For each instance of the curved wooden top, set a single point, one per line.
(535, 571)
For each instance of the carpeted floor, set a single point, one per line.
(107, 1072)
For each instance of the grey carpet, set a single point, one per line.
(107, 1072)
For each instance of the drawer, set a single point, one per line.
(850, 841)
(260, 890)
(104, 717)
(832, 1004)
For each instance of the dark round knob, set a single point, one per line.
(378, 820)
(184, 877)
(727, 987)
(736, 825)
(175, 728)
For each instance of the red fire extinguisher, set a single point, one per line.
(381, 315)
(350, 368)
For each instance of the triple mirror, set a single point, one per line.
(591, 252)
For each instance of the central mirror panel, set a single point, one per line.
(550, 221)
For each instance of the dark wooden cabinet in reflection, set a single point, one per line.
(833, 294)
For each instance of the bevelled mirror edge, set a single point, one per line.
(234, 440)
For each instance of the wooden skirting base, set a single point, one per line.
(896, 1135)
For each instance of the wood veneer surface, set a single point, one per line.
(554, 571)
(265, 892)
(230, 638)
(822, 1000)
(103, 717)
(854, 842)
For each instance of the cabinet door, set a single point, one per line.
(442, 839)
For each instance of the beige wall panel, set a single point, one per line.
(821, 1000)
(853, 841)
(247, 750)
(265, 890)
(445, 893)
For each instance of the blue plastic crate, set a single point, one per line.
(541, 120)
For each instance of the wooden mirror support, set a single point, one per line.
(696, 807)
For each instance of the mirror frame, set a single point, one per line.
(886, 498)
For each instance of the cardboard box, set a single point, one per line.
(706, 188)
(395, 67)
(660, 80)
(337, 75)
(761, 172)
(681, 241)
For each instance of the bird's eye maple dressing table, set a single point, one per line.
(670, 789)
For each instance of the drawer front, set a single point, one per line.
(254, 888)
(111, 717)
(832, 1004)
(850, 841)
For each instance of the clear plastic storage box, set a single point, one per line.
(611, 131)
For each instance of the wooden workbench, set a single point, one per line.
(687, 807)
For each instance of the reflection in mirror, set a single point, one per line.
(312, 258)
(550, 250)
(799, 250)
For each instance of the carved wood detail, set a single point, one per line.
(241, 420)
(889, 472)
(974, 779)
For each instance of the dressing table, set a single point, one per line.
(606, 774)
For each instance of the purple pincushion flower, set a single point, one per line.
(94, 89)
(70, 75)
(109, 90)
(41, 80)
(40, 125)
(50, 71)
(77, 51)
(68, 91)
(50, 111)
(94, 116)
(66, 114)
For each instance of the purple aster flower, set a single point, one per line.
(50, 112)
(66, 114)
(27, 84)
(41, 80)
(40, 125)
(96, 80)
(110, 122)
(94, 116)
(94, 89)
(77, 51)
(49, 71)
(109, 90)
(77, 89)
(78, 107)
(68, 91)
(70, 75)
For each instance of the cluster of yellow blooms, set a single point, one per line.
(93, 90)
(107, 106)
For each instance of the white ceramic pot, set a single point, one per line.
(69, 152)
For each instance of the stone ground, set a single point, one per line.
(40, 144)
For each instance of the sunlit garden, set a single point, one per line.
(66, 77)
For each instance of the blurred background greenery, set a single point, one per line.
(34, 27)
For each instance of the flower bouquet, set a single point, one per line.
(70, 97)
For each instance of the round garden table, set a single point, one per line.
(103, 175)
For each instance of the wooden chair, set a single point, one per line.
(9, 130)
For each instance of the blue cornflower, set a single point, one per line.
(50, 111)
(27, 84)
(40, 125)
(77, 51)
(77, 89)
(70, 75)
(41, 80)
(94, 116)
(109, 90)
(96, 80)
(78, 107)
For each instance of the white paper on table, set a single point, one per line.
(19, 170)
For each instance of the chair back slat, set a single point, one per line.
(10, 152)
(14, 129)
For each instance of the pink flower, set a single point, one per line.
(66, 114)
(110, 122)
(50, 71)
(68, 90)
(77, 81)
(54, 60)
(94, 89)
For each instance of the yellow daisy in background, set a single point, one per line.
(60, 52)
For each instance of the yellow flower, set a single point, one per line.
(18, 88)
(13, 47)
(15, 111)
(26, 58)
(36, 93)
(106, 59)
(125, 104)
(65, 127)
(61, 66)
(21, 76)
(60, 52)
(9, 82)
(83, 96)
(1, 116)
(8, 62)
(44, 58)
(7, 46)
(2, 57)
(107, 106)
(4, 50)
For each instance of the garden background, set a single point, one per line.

□ □ □ □

Turn the data into a numbered list with blank lines omitted. Begin at the line containing "For each instance of the round" and continue through the last line of the data, including both.

* [Task output]:
1. For each instance of the round garden table, set a single point, one per line.
2. (103, 175)
3. For each instance of the wooden chair, set a single point, one per line.
4. (9, 130)
5. For each instance of the blue cornflower, set a single point, one per line.
6. (50, 111)
7. (27, 84)
8. (40, 125)
9. (77, 51)
10. (77, 89)
11. (70, 75)
12. (41, 80)
13. (94, 116)
14. (109, 90)
15. (96, 80)
16. (78, 107)
17. For each instance of the white paper on table, set a single point, one per line.
18. (19, 170)
19. For each instance of the chair back slat, set a single point, one per line.
20. (10, 152)
21. (14, 129)
22. For each instance of the pink flower, set a single point, one per line.
23. (66, 114)
24. (110, 122)
25. (50, 71)
26. (68, 90)
27. (77, 81)
28. (54, 60)
29. (94, 89)
30. For each instance of the yellow daisy in background, set a single point, one per line.
31. (60, 52)
32. For each instance of the yellow flower, set a single point, one per line.
33. (18, 88)
34. (13, 47)
35. (15, 111)
36. (26, 58)
37. (36, 93)
38. (106, 59)
39. (125, 104)
40. (65, 127)
41. (61, 66)
42. (21, 76)
43. (60, 52)
44. (9, 82)
45. (83, 96)
46. (1, 116)
47. (8, 62)
48. (44, 58)
49. (7, 46)
50. (2, 57)
51. (107, 106)
52. (4, 50)
53. For each instance of the garden background, set a single point, one per line.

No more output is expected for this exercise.